#### TEXT EXCERPT
The project was a success and was followed up with an academic lecturer from London researching how effective the work was in targeting teenage youths who attended the club.

Since then the project has blossomed into a Merseyside wide multi-agency approach to tackling knife crime across the region.

Boxing interventions and training sessions remain at the heart but many more agencies have joined the campaign with one aim in mind, no more deaths due to knife crime in Merseyside.

Police, hospitals, football clubs, education departments and many more are fully behind the campaign slogan..”Real Men Don’t Carry Knives”. Many celebrities across the city are endorsing the project and proudly wearing the t-shirt.

Boxers, including world heavyweight champion Anthony Joshua have put their name to the project.

#### DATASET EXCERPTS
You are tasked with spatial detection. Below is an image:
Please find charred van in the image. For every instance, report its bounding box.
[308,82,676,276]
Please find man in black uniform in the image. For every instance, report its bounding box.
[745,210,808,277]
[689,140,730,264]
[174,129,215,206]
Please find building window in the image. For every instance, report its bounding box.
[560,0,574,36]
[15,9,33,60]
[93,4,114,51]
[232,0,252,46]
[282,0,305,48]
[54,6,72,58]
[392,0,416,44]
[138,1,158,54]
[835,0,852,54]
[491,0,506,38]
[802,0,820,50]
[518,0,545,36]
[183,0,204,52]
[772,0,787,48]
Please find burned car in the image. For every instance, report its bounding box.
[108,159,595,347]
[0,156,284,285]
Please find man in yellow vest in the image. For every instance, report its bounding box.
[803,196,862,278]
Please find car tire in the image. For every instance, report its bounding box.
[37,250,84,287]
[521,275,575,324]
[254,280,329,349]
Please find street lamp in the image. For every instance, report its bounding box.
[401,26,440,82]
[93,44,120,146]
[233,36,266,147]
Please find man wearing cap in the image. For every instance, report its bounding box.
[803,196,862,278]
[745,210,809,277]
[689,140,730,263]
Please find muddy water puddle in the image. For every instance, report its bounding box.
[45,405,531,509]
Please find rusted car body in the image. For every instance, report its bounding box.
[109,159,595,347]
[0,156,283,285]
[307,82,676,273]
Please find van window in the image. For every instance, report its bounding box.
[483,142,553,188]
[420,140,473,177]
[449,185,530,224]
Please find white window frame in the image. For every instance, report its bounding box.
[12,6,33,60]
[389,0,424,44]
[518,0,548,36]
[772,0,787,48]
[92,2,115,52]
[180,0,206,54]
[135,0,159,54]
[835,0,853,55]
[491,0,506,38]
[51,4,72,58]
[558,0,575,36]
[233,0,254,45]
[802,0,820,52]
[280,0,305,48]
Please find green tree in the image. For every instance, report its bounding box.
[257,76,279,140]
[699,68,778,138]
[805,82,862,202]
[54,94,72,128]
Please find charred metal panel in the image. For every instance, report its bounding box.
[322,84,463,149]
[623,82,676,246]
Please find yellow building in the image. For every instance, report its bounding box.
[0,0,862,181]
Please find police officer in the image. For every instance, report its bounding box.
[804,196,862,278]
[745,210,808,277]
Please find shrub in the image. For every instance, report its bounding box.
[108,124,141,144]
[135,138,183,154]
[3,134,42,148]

#### EXERCISE INSTRUCTIONS
1. Name every kind of organization that the knife crime text says is fully behind the campaign slogan.
2. Return a verbatim copy of the part of the knife crime text starting with "The project was" and going on through "to the project.".
3. Take the knife crime text further from its last sentence.

#### ANSWERS FOR THIS EXERCISE
1. Police, hospitals, football clubs, education departments

2.
The project was a success and was followed up with an academic lecturer from London researching how effective the work was in targeting teenage youths who attended the club.

Since then the project has blossomed into a Merseyside wide multi-agency approach to tackling knife crime across the region.

Boxing interventions and training sessions remain at the heart but many more agencies have joined the campaign with one aim in mind, no more deaths due to knife crime in Merseyside.

Police, hospitals, football clubs, education departments and many more are fully behind the campaign slogan..”Real Men Don’t Carry Knives”. Many celebrities across the city are endorsing the project and proudly wearing the t-shirt.

Boxers, including world heavyweight champion Anthony Joshua have put their name to the project.

3.
The initiative has three main strands:

  1. Engagement and diversion for young people at risk of knife crime
  2. Education – delivering a workshop to every secondary school in Liverpool, with further approaches to work in primary schools
  3. Campaign – raising awareness of the scale of the problem with the “Real Men Don’t Carry Knives” slogan being promoted in a variety of different settings.

In the last 12 weeks, 7,000 young people have attended workshops, with 1,000 of those admitting to carrying a knife. The vast majority of those are not in gangs, but falsely believe that carrying a knife will help to protect them.

England Boxing will now work with the campaign and try to replicate the project in other major cities.